Start of Passage provided
Maybe the D.C. crowd could learn something from Texas after all. While the federal government was closed down by bickering politicians, Texas did some serious jawboning and hammered out a deal to endorse the merger of Amerian Airlines and US Airways.
The proposed $11 billion merger is being challenged by the U.S. Justice Department (closed today), five states and the District of Columbia.
Texas Attorney General Greg Abbott announced the settlement today, saying it resolves the state’s objections by American Airlines agreeing to maintain daily service to rural airports across the State of Texas. Additionally, the airlines entered into a binding agreement to maintain the merged company’s headquarters in the Dallas-Ft. Worth metropolitan area.
“From the beginning, our focus has been on maintaining service to rural airports in Texas and protecting Texas jobs. Today’s agreement ensures that thousands of jobs will remain in Texas and that Texans traveling by air – especially those who fly in and out of rural cities across the state, including members of the military – will continue to benefit from daily flight service. The settlement secures common-sense concessions that are in the best interests of our great State,” Abbott said.
End of Passage provided
Start of Supplied entries
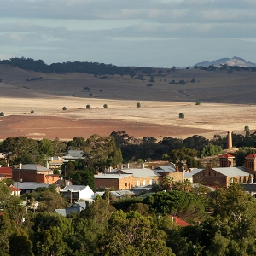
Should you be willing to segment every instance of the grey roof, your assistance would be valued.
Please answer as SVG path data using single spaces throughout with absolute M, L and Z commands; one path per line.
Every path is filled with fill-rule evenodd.
M 84 154 L 82 150 L 68 150 L 67 154 L 63 156 L 63 158 L 70 158 L 70 157 L 82 157 Z
M 113 174 L 98 174 L 98 175 L 95 175 L 94 177 L 95 178 L 104 178 L 104 179 L 120 179 L 120 178 L 124 178 L 124 177 L 129 177 L 131 176 L 131 174 L 123 174 L 123 173 L 118 173 L 118 174 L 115 174 L 115 173 L 113 173 Z
M 22 170 L 35 170 L 35 171 L 52 171 L 50 169 L 48 169 L 46 167 L 42 166 L 41 165 L 38 164 L 26 164 L 22 165 L 21 166 Z
M 89 187 L 89 186 L 68 185 L 68 186 L 65 187 L 63 189 L 60 190 L 60 192 L 67 192 L 69 190 L 72 190 L 73 192 L 79 192 L 79 191 L 85 189 L 86 187 Z
M 175 172 L 175 166 L 172 165 L 166 165 L 166 166 L 157 166 L 156 168 L 154 168 L 154 170 L 157 172 Z
M 155 171 L 148 169 L 148 168 L 143 168 L 143 169 L 130 169 L 125 168 L 122 169 L 123 172 L 126 173 L 133 174 L 134 177 L 159 177 L 161 176 L 160 174 L 157 173 Z
M 246 190 L 249 192 L 256 192 L 256 183 L 251 184 L 241 184 L 241 186 Z
M 212 168 L 212 170 L 225 175 L 227 177 L 235 177 L 235 176 L 249 176 L 250 173 L 246 172 L 246 169 L 242 166 L 240 167 L 217 167 Z
M 69 207 L 66 209 L 55 209 L 54 212 L 61 214 L 62 216 L 67 216 L 67 214 L 71 214 L 73 212 L 80 212 L 81 211 L 86 208 L 86 201 L 79 201 L 75 202 Z
M 19 189 L 35 190 L 37 188 L 48 188 L 50 183 L 15 183 L 15 188 Z

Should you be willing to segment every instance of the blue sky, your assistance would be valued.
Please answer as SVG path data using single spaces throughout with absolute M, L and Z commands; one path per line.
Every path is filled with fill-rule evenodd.
M 0 0 L 0 9 L 1 60 L 256 62 L 255 0 Z

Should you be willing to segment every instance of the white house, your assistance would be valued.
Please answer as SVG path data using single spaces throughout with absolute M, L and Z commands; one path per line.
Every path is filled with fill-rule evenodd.
M 78 201 L 92 201 L 95 197 L 94 192 L 89 186 L 68 185 L 60 190 L 61 195 L 68 199 L 70 202 Z

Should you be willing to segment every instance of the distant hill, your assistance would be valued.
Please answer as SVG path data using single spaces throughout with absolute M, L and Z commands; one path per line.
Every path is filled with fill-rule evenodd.
M 221 66 L 226 64 L 227 66 L 238 66 L 238 67 L 256 67 L 256 63 L 246 61 L 244 59 L 240 57 L 233 57 L 230 58 L 222 58 L 212 61 L 202 61 L 195 64 L 194 66 L 202 66 L 202 67 L 209 67 L 213 65 L 215 67 Z

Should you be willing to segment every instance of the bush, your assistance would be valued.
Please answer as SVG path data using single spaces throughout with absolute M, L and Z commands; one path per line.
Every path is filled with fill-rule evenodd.
M 179 117 L 180 119 L 183 119 L 183 118 L 185 117 L 185 115 L 184 115 L 183 113 L 180 113 L 178 114 L 178 117 Z

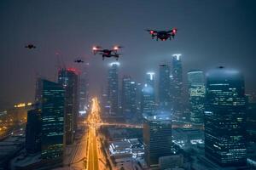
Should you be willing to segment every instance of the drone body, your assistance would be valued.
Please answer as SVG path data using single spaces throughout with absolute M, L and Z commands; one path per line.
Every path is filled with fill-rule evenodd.
M 146 31 L 149 32 L 152 39 L 156 37 L 156 41 L 158 41 L 158 39 L 160 39 L 161 41 L 166 41 L 167 39 L 170 40 L 173 39 L 177 30 L 176 28 L 173 28 L 170 31 L 154 31 L 154 30 L 146 30 Z
M 82 60 L 79 59 L 79 60 L 75 60 L 73 62 L 75 62 L 75 63 L 84 63 L 84 61 L 83 61 Z
M 102 56 L 102 60 L 105 60 L 105 58 L 115 58 L 116 60 L 119 60 L 120 54 L 118 54 L 118 50 L 121 48 L 120 46 L 114 46 L 112 49 L 102 49 L 102 47 L 100 46 L 95 46 L 92 48 L 93 54 L 96 55 L 96 54 L 99 54 Z
M 30 43 L 30 44 L 25 46 L 25 48 L 29 48 L 29 49 L 32 49 L 32 48 L 36 48 L 37 47 L 34 46 L 33 44 Z

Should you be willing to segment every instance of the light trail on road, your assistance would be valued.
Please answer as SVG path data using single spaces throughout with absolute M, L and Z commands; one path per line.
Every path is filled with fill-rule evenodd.
M 98 149 L 97 149 L 97 123 L 102 122 L 100 116 L 100 105 L 97 98 L 92 99 L 91 111 L 86 120 L 89 132 L 88 132 L 88 150 L 87 150 L 87 166 L 88 170 L 98 170 Z

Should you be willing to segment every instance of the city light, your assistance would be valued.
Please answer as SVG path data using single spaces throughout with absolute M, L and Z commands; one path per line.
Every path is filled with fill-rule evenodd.
M 149 75 L 150 80 L 153 80 L 154 76 L 154 72 L 149 71 L 149 72 L 147 72 L 147 75 Z
M 120 63 L 119 62 L 112 62 L 109 64 L 110 66 L 113 66 L 113 65 L 120 65 Z
M 176 57 L 176 60 L 179 60 L 181 55 L 182 55 L 181 54 L 175 54 L 172 55 L 172 57 Z

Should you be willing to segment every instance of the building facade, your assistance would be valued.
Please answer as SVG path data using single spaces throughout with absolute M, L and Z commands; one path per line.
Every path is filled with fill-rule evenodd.
M 25 147 L 27 153 L 34 154 L 41 150 L 41 110 L 27 111 Z
M 204 73 L 201 71 L 188 72 L 190 121 L 203 124 L 206 88 Z
M 119 113 L 119 63 L 110 63 L 108 76 L 108 100 L 110 114 L 117 116 Z
M 183 67 L 181 54 L 177 54 L 172 55 L 172 98 L 173 101 L 173 118 L 179 120 L 183 117 Z
M 148 167 L 159 164 L 159 158 L 172 155 L 171 113 L 157 110 L 153 116 L 144 115 L 143 142 L 145 160 Z
M 73 143 L 78 118 L 78 75 L 74 69 L 59 71 L 58 82 L 65 89 L 65 141 Z
M 219 67 L 207 73 L 205 154 L 221 166 L 246 164 L 245 100 L 239 71 Z
M 42 94 L 41 157 L 43 160 L 62 160 L 65 90 L 60 84 L 43 80 Z
M 160 105 L 170 110 L 170 66 L 160 65 L 159 71 L 159 102 Z

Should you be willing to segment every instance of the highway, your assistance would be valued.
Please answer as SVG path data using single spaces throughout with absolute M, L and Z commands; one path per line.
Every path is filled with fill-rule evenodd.
M 87 124 L 88 132 L 88 150 L 87 150 L 87 166 L 88 170 L 99 169 L 98 158 L 98 140 L 96 137 L 97 123 L 101 122 L 100 105 L 96 98 L 92 99 L 92 105 L 90 114 L 88 116 Z

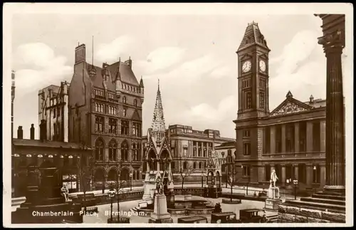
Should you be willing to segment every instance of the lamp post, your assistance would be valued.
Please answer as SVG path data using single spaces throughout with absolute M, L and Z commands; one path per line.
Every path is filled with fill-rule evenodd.
M 132 172 L 130 172 L 130 191 L 132 191 Z
M 110 198 L 110 220 L 111 220 L 111 223 L 112 223 L 112 198 L 115 197 L 115 193 L 116 192 L 115 192 L 115 189 L 111 188 L 109 190 L 108 194 L 108 195 Z
M 297 199 L 297 185 L 298 185 L 298 179 L 295 179 L 293 180 L 293 183 L 294 184 L 294 199 Z

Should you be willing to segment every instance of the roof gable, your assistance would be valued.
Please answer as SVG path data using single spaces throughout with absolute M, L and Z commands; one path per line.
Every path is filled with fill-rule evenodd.
M 282 103 L 270 113 L 270 117 L 308 111 L 313 109 L 313 107 L 293 98 L 290 91 L 288 91 L 286 98 Z

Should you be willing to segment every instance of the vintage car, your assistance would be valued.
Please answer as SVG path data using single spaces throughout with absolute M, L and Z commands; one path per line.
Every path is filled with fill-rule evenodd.
M 199 224 L 208 223 L 208 219 L 204 216 L 194 216 L 178 218 L 178 224 Z
M 249 209 L 240 210 L 241 223 L 265 223 L 267 218 L 263 209 Z
M 236 214 L 232 211 L 212 213 L 210 222 L 211 224 L 240 223 L 240 221 L 236 219 Z

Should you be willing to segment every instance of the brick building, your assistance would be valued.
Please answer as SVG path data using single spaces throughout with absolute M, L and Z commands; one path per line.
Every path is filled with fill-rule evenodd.
M 286 98 L 270 112 L 268 53 L 256 23 L 248 23 L 236 51 L 239 108 L 237 182 L 268 184 L 272 169 L 279 186 L 298 179 L 300 188 L 321 188 L 325 181 L 325 100 Z
M 68 141 L 68 88 L 65 81 L 38 90 L 38 124 L 46 120 L 46 140 Z
M 120 160 L 122 179 L 135 183 L 140 179 L 144 85 L 132 64 L 129 58 L 95 66 L 85 61 L 84 44 L 75 48 L 69 88 L 69 141 L 94 150 L 93 185 L 100 189 L 115 180 Z

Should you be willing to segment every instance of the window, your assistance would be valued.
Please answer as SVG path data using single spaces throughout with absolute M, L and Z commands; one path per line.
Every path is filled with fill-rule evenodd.
M 116 134 L 117 130 L 117 120 L 109 118 L 109 133 Z
M 95 132 L 104 131 L 104 118 L 103 117 L 95 116 Z
M 320 167 L 319 164 L 313 166 L 313 183 L 319 184 L 320 182 Z
M 104 160 L 104 142 L 101 139 L 95 142 L 95 160 Z
M 116 107 L 109 105 L 109 114 L 115 115 L 116 115 Z
M 245 93 L 245 109 L 250 109 L 251 107 L 251 92 Z
M 244 143 L 244 155 L 251 155 L 251 144 Z
M 242 167 L 242 176 L 243 177 L 249 177 L 250 176 L 250 167 L 244 165 Z
M 121 158 L 122 158 L 124 162 L 127 162 L 129 160 L 128 145 L 126 140 L 124 140 L 121 144 Z
M 121 121 L 121 134 L 124 135 L 129 134 L 129 122 L 127 120 Z
M 263 92 L 260 93 L 260 108 L 265 108 L 265 93 Z
M 132 135 L 135 137 L 141 137 L 141 125 L 139 123 L 132 123 Z
M 95 103 L 95 112 L 104 113 L 104 105 Z
M 109 160 L 116 161 L 117 153 L 117 143 L 112 140 L 109 143 Z
M 244 137 L 248 137 L 250 136 L 250 130 L 244 130 L 242 135 Z

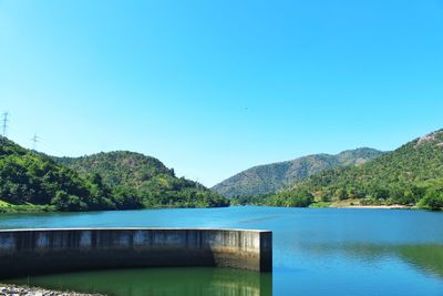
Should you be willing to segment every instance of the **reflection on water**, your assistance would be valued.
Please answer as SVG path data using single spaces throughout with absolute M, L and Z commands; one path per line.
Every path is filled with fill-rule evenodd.
M 443 296 L 442 225 L 443 213 L 362 208 L 245 206 L 0 215 L 0 228 L 144 226 L 274 232 L 272 279 L 212 268 L 31 278 L 35 285 L 113 295 Z
M 340 254 L 365 262 L 396 257 L 413 268 L 443 278 L 443 245 L 312 244 L 305 245 L 305 249 L 320 256 Z
M 272 295 L 271 274 L 212 267 L 99 271 L 35 276 L 13 283 L 115 296 Z

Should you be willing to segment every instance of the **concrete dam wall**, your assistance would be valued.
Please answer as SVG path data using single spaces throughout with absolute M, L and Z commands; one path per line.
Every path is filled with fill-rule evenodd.
M 272 233 L 198 228 L 0 231 L 0 278 L 165 266 L 271 272 Z

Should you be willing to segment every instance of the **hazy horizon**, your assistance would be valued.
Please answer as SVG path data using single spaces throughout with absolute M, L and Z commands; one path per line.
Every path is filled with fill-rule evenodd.
M 2 1 L 7 136 L 206 186 L 443 127 L 441 1 Z

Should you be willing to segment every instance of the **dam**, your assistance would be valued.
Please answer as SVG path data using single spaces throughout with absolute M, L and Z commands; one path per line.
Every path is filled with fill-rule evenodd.
M 0 278 L 133 267 L 220 266 L 269 273 L 272 233 L 206 228 L 0 231 Z

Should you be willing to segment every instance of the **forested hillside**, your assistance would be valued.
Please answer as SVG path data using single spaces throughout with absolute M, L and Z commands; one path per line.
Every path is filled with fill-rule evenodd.
M 416 204 L 441 210 L 443 130 L 416 139 L 361 166 L 312 175 L 271 196 L 269 203 L 290 206 L 290 201 L 299 195 L 312 195 L 321 202 L 358 198 L 361 204 Z
M 81 176 L 99 174 L 120 196 L 141 196 L 145 206 L 225 206 L 228 202 L 202 184 L 176 177 L 157 159 L 128 151 L 82 157 L 54 157 Z
M 99 211 L 147 206 L 205 207 L 228 202 L 195 182 L 177 178 L 159 161 L 135 153 L 92 159 L 104 165 L 86 170 L 87 161 L 53 159 L 0 137 L 0 211 Z M 131 157 L 125 157 L 130 155 Z M 101 162 L 101 160 L 106 160 Z M 133 164 L 131 170 L 126 163 Z M 141 165 L 143 170 L 136 170 Z M 95 167 L 94 165 L 92 165 Z M 131 165 L 130 165 L 131 166 Z M 79 170 L 79 172 L 76 172 Z M 103 177 L 103 176 L 104 177 Z
M 259 165 L 223 181 L 213 190 L 227 197 L 275 193 L 296 181 L 322 171 L 360 165 L 382 154 L 381 151 L 363 147 L 337 155 L 315 154 L 293 161 Z

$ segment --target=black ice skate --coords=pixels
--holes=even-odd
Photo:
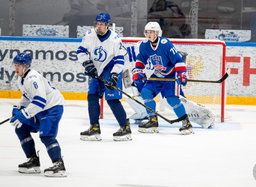
[[[192,129],[192,127],[188,118],[187,117],[182,121],[182,126],[180,128],[180,132],[184,135],[194,134],[194,133]]]
[[[139,125],[139,132],[144,133],[157,133],[159,132],[158,129],[158,122],[156,115],[152,115],[148,117],[148,122]]]
[[[86,141],[100,141],[101,140],[100,133],[100,123],[98,122],[92,124],[88,130],[80,133],[80,139]]]
[[[130,126],[129,119],[126,119],[127,123],[124,126],[120,127],[120,128],[115,133],[113,134],[114,140],[115,141],[127,141],[132,140],[131,134],[132,131]]]
[[[57,160],[53,166],[44,170],[44,175],[53,177],[64,177],[67,176],[63,159]]]
[[[142,123],[143,123],[142,122],[142,121],[145,120],[146,119],[148,119],[148,117],[147,116],[146,116],[144,117],[143,117],[143,118],[134,119],[134,121],[135,121],[135,122],[134,122],[134,123],[141,124]]]
[[[40,173],[40,161],[39,161],[39,155],[37,151],[37,155],[32,155],[31,157],[28,158],[27,161],[24,163],[19,165],[20,173]]]

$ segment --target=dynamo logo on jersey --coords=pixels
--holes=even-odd
[[[163,70],[165,71],[166,68],[163,66],[163,63],[162,62],[161,56],[158,56],[155,54],[152,56],[150,56],[150,58],[151,61],[151,63],[152,63],[155,69],[160,70]]]
[[[104,62],[107,58],[108,53],[103,49],[102,46],[97,47],[93,51],[93,53],[96,58],[94,59],[95,61]]]

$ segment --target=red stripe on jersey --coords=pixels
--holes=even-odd
[[[144,69],[145,68],[145,65],[142,62],[136,62],[135,63],[135,68],[141,68],[143,69]]]
[[[187,69],[186,66],[178,66],[175,67],[176,72],[180,72],[181,71],[186,71]]]

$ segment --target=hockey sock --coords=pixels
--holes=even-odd
[[[186,114],[185,107],[177,96],[176,95],[168,96],[166,97],[166,100],[168,104],[173,109],[177,117],[180,117],[184,114]]]
[[[98,120],[100,114],[99,99],[100,96],[96,94],[88,94],[87,96],[88,111],[90,124],[98,123]]]
[[[25,124],[18,129],[15,128],[15,133],[27,158],[29,158],[32,155],[36,155],[35,142],[30,135],[30,132],[35,130],[32,127]]]
[[[141,97],[144,101],[144,104],[148,107],[151,108],[153,110],[156,110],[156,102],[154,100],[153,95],[154,92],[151,90],[147,88],[143,88],[141,92]],[[154,113],[151,112],[146,109],[148,116],[156,115]]]
[[[46,147],[46,150],[52,163],[57,160],[61,159],[60,147],[56,139],[50,136],[43,136],[40,138]]]
[[[107,102],[119,125],[123,126],[126,124],[126,113],[119,99],[116,99],[108,100]]]

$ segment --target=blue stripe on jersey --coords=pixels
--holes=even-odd
[[[135,46],[132,46],[132,58],[133,61],[136,62],[136,54],[135,54]]]
[[[114,64],[118,64],[124,65],[124,58],[123,55],[118,55],[114,58]]]
[[[44,107],[45,106],[45,105],[35,101],[32,101],[32,102],[31,102],[31,103],[32,103],[34,105],[37,105],[39,107],[41,107],[43,109],[44,109]]]
[[[46,100],[45,100],[43,98],[39,96],[36,95],[34,97],[33,99],[34,100],[39,100],[39,101],[42,101],[44,103],[45,103],[46,104]]]
[[[81,53],[86,53],[86,54],[88,54],[88,50],[87,50],[87,49],[86,49],[82,46],[80,46],[78,48],[76,54],[79,54]]]
[[[23,79],[22,79],[22,80],[23,80]],[[22,96],[24,96],[24,97],[25,98],[26,98],[26,99],[27,99],[28,100],[29,100],[29,99],[28,99],[28,97],[26,96],[26,95],[25,95],[25,94],[24,94],[23,95],[22,95]]]

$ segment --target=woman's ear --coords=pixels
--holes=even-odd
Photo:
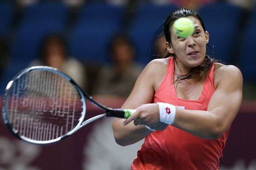
[[[209,42],[209,32],[208,31],[206,31],[206,44]]]
[[[167,50],[170,54],[174,53],[174,49],[171,46],[170,44],[168,42],[166,42],[166,46],[167,46]]]

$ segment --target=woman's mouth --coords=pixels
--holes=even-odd
[[[188,55],[192,56],[192,57],[196,57],[198,56],[198,54],[199,53],[199,51],[194,51],[190,52],[188,54]]]

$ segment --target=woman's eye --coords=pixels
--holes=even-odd
[[[180,36],[177,36],[177,39],[179,39],[179,40],[182,40],[184,39],[185,38],[183,38],[183,37],[180,37]]]
[[[200,33],[200,31],[194,31],[194,35],[199,35],[199,34]]]

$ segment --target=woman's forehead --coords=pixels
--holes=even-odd
[[[202,25],[201,25],[201,23],[200,22],[200,21],[198,19],[196,18],[196,17],[193,16],[187,16],[186,17],[186,18],[190,18],[190,19],[191,20],[192,20],[192,21],[193,21],[193,22],[194,23],[194,27],[199,27],[199,28],[202,28],[202,29],[203,29],[202,28]],[[172,34],[174,34],[174,29],[172,29],[172,26],[173,26],[173,24],[172,25],[171,27],[170,28],[170,29],[171,29],[171,32],[172,32]]]

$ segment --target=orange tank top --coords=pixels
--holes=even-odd
[[[178,98],[174,82],[174,60],[169,57],[166,76],[156,92],[154,103],[184,106],[186,109],[206,110],[215,91],[213,63],[198,100]],[[229,129],[218,140],[204,139],[172,126],[145,138],[131,170],[218,170]]]

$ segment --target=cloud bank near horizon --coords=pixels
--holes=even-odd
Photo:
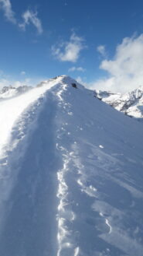
[[[102,51],[100,54],[103,56]],[[125,37],[117,46],[114,58],[105,58],[100,63],[100,68],[107,72],[107,77],[90,83],[90,86],[121,93],[131,91],[143,85],[142,67],[143,34]]]

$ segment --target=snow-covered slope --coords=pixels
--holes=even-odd
[[[130,117],[143,118],[143,86],[124,95],[96,90],[95,96]]]
[[[0,255],[142,256],[142,125],[71,83],[0,103]]]
[[[5,86],[0,90],[0,100],[9,99],[15,96],[22,94],[28,90],[31,89],[32,87],[22,86],[19,87],[14,87],[12,86]]]

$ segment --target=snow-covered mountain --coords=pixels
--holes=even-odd
[[[0,124],[1,256],[142,256],[141,124],[66,75]]]
[[[9,99],[15,96],[19,96],[22,93],[27,92],[31,89],[32,87],[22,86],[19,87],[14,87],[12,86],[4,86],[0,90],[0,100]]]
[[[143,86],[124,95],[96,90],[95,96],[131,117],[143,118]]]

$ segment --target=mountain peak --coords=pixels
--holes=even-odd
[[[64,75],[1,101],[0,124],[0,255],[142,256],[139,123]]]

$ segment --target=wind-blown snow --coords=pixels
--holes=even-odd
[[[142,125],[72,82],[0,103],[2,256],[142,256]]]

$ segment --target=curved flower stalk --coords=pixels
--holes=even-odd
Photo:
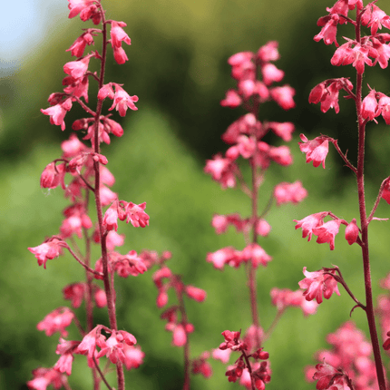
End of Supplied entries
» **Stated task**: From the airline merger article, list every party it names as challenging the proposed American Airlines and US Airways merger.

» **Result of the task**:
- The U.S. Justice Department
- Five states
- The District of Columbia